## Given passage
The NJ-UTC was a product of the New Jersey Bar Association, principally the Real Property, Trust and Estate Law Section.  In order to obtain political support within the legislature for the provisions, the Bar reached out to the New Jersey Banker’s Association for its support. The Bankers’ lobbyists turned to their constituency to see whether the bankers should support this project or not.  Typically, in other states (the UTC has been enacted in about 30 other states), bankers were a significant ally in enactment.

In New Jersey, the bankers requested that the Bar make our trust law “more like Delaware.”  Like in the corporate arena, Delaware trust law has always been viewed as progressive and “pro management.”  The ad hoc committee considered this request and focused on two particular aspects to Delaware law that could have been considered- Qualified Domestic Trusts (QDT) and Directed Trusts. While beyond the scope of this article, the QDT did not seem consistent with New Jersey law. It seeks to allow “self-settled” trusts to escape the reach of creditors, contrary to NJSA 3B: 11-1.

By contrast, the second provision of the Delaware law, regarding Directed Trusts, was perceived as being particularly appropriate for New Jersey (though many states are enacting “directed trusts” statutes).  If a settlor created a trust to provide for specific terms to bifurcate responsibility for a particular asset between two “fiduciaries,” New Jersey law has always followed the “probable intent” of the Testator.  This was such well settled case law that it was codified in 2004.  See N.J.S.A. 3B:3-33.1; See also, Fidelity Union Trust Company v. Robert, 36 N.J. 561 (1962); Engle v. Siegel 74 N.J. 287 (1977); in Re Estate of Branigan, 129 N.J. 324 (1992).  Since 1986, Delaware has had a statute which gave the trustee (usually a corporate trustee) the ability to take direction from another individual serving as an investment advisor. Typically, this will allow for a lower fee for a trust that holds a “difficult” asset, such as a residence or business. This, was thought of as an appropriate mechanism for New Jersey law because of the “probable intent” doctrine.

## What is needed
Copy the part of the New Jersey trust law passage from "The NJ-UTC was" to "ally in enactment." word for word.

## Supplied information

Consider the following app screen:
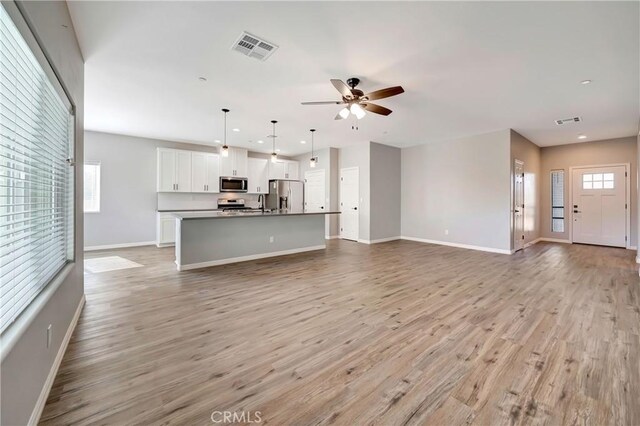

## Result of the exercise
The NJ-UTC was a product of the New Jersey Bar Association, principally the Real Property, Trust and Estate Law Section.  In order to obtain political support within the legislature for the provisions, the Bar reached out to the New Jersey Banker’s Association for its support. The Bankers’ lobbyists turned to their constituency to see whether the bankers should support this project or not.  Typically, in other states (the UTC has been enacted in about 30 other states), bankers were a significant ally in enactment.